Задание
Скопируйте без изменений участок интервью с Владимиром Потаповым, начиная со слов «Раньше я тоже» и заканчивая словами «выставке как куратор?» включительно.

Исходный фрагмент
==========

Художник Владимир Потапов: «Зритель всегда бежит за художником»

В галерее «Виктория» открылась выставка художника Владимира Потапова «Вид на живопись». В трех сериях работ автор размышляет об истории, современности и искусстве. Поговорили с Владимиром о том, как совмещать творчество с кураторством, говорить с материалом и анализировать живопись.

У вас сегодня выставка. Артисты перед выступлениями испытывают волнение. Что чувствует художник?

Раньше я тоже волновался, сейчас – нет. Наступает момент, когда ты просто получаешь кайф. Видишь, как это все организованно в большом пространстве, как это взаимодействует, совпадает с твоими ожиданиями, и просто получаешь удовольствие. Это некое мини-счастье художника: выставка собрана, остается минут десять до открытия, ты просто ходишь и понимаешь, ради чего последние годы работал.

Кроме творчества, вы еще занимаетесь кураторством. Что-нибудь поменяли бы в этой выставке как куратор?

Да (смеется). Я бы с экспозицией немного иначе поработал, но это не значит, что коллеги из «Виктории» сделали не то. Просто я доверился им и доволен тем, что они сделали.

Это некая общая тенденция – совмещать кураторство и творчество?

==========

Записи с указанием объектов на фотографиях:

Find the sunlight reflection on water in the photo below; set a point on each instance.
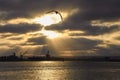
(55, 70)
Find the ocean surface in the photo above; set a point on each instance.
(59, 70)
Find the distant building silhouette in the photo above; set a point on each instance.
(48, 54)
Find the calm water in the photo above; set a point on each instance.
(68, 70)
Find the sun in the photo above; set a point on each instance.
(50, 34)
(48, 19)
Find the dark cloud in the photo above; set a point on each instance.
(19, 28)
(89, 9)
(87, 28)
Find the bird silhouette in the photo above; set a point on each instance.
(57, 12)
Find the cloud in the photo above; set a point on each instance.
(37, 40)
(19, 28)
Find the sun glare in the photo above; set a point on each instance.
(48, 19)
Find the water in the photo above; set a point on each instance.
(58, 70)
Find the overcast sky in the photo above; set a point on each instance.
(89, 27)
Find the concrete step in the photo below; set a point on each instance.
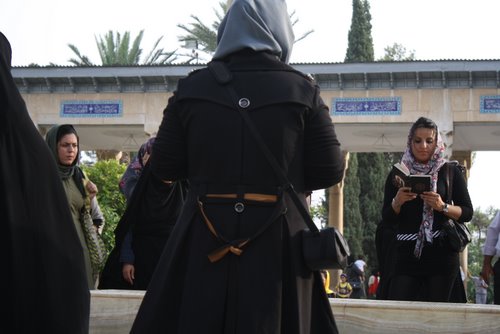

==========

Результат
Раньше я тоже волновался, сейчас – нет. Наступает момент, когда ты просто получаешь кайф. Видишь, как это все организованно в большом пространстве, как это взаимодействует, совпадает с твоими ожиданиями, и просто получаешь удовольствие. Это некое мини-счастье художника: выставка собрана, остается минут десять до открытия, ты просто ходишь и понимаешь, ради чего последние годы работал.

Кроме творчества, вы еще занимаетесь кураторством. Что-нибудь поменяли бы в этой выставке как куратор?